§ **WHAT YOU SHOULD DO**
Your answer should repeat every record verbatim.

** DATASET RECORDS follows **

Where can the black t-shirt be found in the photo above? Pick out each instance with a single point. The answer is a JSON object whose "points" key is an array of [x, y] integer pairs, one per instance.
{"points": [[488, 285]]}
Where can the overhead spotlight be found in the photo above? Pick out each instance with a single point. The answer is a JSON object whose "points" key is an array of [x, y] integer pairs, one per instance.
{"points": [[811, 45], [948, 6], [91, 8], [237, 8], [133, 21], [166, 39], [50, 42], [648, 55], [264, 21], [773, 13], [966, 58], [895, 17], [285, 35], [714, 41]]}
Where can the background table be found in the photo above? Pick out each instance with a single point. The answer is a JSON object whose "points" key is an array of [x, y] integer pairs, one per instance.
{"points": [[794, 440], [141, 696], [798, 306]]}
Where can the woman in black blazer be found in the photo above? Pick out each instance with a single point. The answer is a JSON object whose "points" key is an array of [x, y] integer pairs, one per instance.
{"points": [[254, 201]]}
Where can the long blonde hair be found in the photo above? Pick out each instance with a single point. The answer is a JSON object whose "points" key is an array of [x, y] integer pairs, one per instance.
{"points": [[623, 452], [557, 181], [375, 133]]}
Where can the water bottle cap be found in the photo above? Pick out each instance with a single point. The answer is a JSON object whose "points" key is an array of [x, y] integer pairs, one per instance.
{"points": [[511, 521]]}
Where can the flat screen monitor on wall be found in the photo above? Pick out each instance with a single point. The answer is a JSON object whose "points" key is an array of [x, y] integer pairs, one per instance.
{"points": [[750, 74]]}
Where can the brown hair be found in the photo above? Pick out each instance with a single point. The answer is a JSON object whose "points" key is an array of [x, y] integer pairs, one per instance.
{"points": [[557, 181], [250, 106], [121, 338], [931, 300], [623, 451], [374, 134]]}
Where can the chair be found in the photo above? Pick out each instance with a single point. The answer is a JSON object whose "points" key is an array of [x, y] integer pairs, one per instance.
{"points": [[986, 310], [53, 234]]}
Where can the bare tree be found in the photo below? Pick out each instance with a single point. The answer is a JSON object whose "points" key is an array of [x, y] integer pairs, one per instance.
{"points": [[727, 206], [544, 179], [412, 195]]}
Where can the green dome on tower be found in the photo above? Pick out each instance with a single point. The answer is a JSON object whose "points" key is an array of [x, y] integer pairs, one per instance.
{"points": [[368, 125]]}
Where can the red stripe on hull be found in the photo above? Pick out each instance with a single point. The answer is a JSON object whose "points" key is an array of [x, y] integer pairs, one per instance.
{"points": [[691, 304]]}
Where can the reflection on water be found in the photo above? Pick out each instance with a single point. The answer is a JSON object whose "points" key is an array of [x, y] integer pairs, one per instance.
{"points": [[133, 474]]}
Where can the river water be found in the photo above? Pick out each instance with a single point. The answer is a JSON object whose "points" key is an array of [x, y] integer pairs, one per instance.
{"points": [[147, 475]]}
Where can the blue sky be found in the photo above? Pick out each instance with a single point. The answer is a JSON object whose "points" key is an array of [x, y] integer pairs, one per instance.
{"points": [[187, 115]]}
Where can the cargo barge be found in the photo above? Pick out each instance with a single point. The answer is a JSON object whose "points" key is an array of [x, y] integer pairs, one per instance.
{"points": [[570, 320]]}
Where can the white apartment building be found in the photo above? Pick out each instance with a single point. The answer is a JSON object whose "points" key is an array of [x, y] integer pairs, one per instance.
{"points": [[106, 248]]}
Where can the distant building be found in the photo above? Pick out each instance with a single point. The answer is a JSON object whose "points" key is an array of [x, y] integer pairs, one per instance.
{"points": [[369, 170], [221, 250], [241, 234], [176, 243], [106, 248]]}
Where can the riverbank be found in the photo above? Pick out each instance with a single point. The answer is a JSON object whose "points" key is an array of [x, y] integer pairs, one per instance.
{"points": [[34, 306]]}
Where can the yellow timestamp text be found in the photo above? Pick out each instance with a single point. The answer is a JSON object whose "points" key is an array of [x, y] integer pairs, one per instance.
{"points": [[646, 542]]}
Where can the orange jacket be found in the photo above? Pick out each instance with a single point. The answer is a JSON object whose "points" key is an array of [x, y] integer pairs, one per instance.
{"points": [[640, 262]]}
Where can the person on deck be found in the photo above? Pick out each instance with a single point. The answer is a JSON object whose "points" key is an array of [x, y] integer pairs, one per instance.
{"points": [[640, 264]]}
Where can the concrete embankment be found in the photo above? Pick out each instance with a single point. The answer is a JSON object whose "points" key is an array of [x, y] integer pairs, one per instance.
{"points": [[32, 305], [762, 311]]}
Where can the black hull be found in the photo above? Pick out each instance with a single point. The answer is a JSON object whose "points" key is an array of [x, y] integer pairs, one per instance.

** End of DATASET RECORDS **

§ **OUTPUT FOR THIS EXERCISE**
Where can the black t-shirt be found in the photo above? Pick out each instance with a single point. The answer is a JSON object whose "points" key is an array of [x, y] integer pairs, one per instance.
{"points": [[488, 285]]}
Where can the overhead spotlight be found in the photo above? Pick out each instance with a single point. The answer is a JSON object whose "points" key is an array of [x, y] integer pairs, one per instance.
{"points": [[811, 45], [948, 6], [91, 8], [237, 8], [133, 21], [166, 39], [50, 42], [648, 55], [264, 21], [773, 13], [966, 58], [895, 17], [285, 35], [714, 41]]}
Where can the background table be found in the photo above? Pick out each instance with a single point. The answer is a JSON object whose "points" key is an array of [x, y] integer pairs, one per instance.
{"points": [[794, 440], [141, 696], [798, 306]]}
Where can the woman in black blazer be found in the photo above? Pick out each instance with a single point. The answer is a JSON object whose "points" key is an array of [x, y] integer pairs, one per instance.
{"points": [[254, 201]]}
Where can the long blonde hair be found in the photo above? Pick out each instance with a single point. The answer is a JSON object whose "points" key is an array of [x, y] integer pairs, one per instance.
{"points": [[623, 452], [557, 181], [375, 133]]}
Where can the water bottle cap be found in the photo above? Pick out each instance with a single point. The answer is a JSON object whose "points" key is an array of [x, y] integer pairs, one per instance.
{"points": [[511, 521]]}
Where can the flat screen monitor on wall be found in the photo above? Pick out each instance with a single point. The answer is a JSON object whose "points" key is an array of [x, y] integer pairs, one per instance.
{"points": [[750, 74]]}
Where can the brown hair be found in the photo above? Pick out each instance with a single point. The answer is a JSON object whose "points" key is an array of [x, y] integer pairs, one per instance.
{"points": [[557, 181], [250, 106], [121, 338], [931, 300], [623, 451], [374, 134]]}
Where can the chair be found in the photo above? Pick out each instance with a single point. The answer is a JSON object whose "points" key is an array of [x, y] integer pairs, one per instance.
{"points": [[986, 310], [53, 234]]}
Where can the bare tree be found in the photo below? Pick out each instance with a single point. The answer is a JSON object whose "points" key is an array of [x, y] integer pairs, one per instance.
{"points": [[727, 206], [544, 179], [412, 195]]}
Where can the green dome on tower be found in the photo above? Pick out each instance with a single point. The answer is a JSON object whose "points" key is an array of [x, y] integer pairs, one per instance.
{"points": [[368, 125]]}
Where can the red stripe on hull be found in the photo above? Pick out each instance with a single point. The answer is a JSON object whose "points" key is an array of [x, y] integer pairs, one per instance.
{"points": [[691, 304]]}
Where can the reflection on water be found in the photo above? Pick out each instance with a single point. The answer is a JSON object whose "points" key is an array of [x, y] integer pairs, one per instance.
{"points": [[133, 474]]}
Where can the river water be found in the photo above? Pick out each instance with a single point. The answer is a JSON object whose "points" key is an array of [x, y] integer pairs, one per instance.
{"points": [[147, 475]]}
Where can the blue sky be found in the photo above? Pick out each instance with a single point. The answer is a JSON object whose "points" key is an array of [x, y] integer pairs, one per instance.
{"points": [[187, 115]]}
Where can the cargo barge be found in the photo above? Pick out each instance with a single point. The answer is a JSON object whose "points" key is an array of [x, y] integer pairs, one per instance.
{"points": [[570, 320]]}
Where can the white apartment building be found in the photo above? Pick out each instance with a single point. The answer is a JSON object whose "points" key is an array of [x, y] integer pairs, one per instance.
{"points": [[106, 248]]}
Where can the distant building be found in the photo above? Pick out each instance with a single point. The answer is a JSON object whose "points" key is an array of [x, y] integer pairs, one per instance.
{"points": [[369, 170], [221, 250], [241, 234], [176, 243], [106, 248]]}
Where can the riverbank be found in the photo above? Pick out each instance with a single point. The answer is a JSON object whose "points" key is an array of [x, y] integer pairs, one per instance.
{"points": [[34, 306]]}
Where can the yellow timestamp text be found in the photo above? Pick out each instance with a single point. The answer is a JSON object whose "points" key is an array of [x, y] integer pairs, one per instance.
{"points": [[646, 542]]}
Where can the orange jacket be found in the photo above? Pick out each instance with a single point. The answer is a JSON object whose "points" key is an array of [x, y] integer pairs, one per instance.
{"points": [[640, 262]]}
Where can the person on deck be found in the photo above? Pick out each instance with a single point. The answer is a JSON object whose "points" key is an array of [x, y] integer pairs, one per instance.
{"points": [[640, 264]]}
Where can the concrete embankment be found in the photo above? Pick out each instance with a single point. The answer is a JSON object whose "points" key is an array of [x, y] integer pairs, one per instance.
{"points": [[32, 305], [762, 311]]}
Where can the black hull be found in the photo above? Pick out each instance with a single point. The answer is a JSON object whose "points" key is an array of [x, y] integer pairs, one per instance.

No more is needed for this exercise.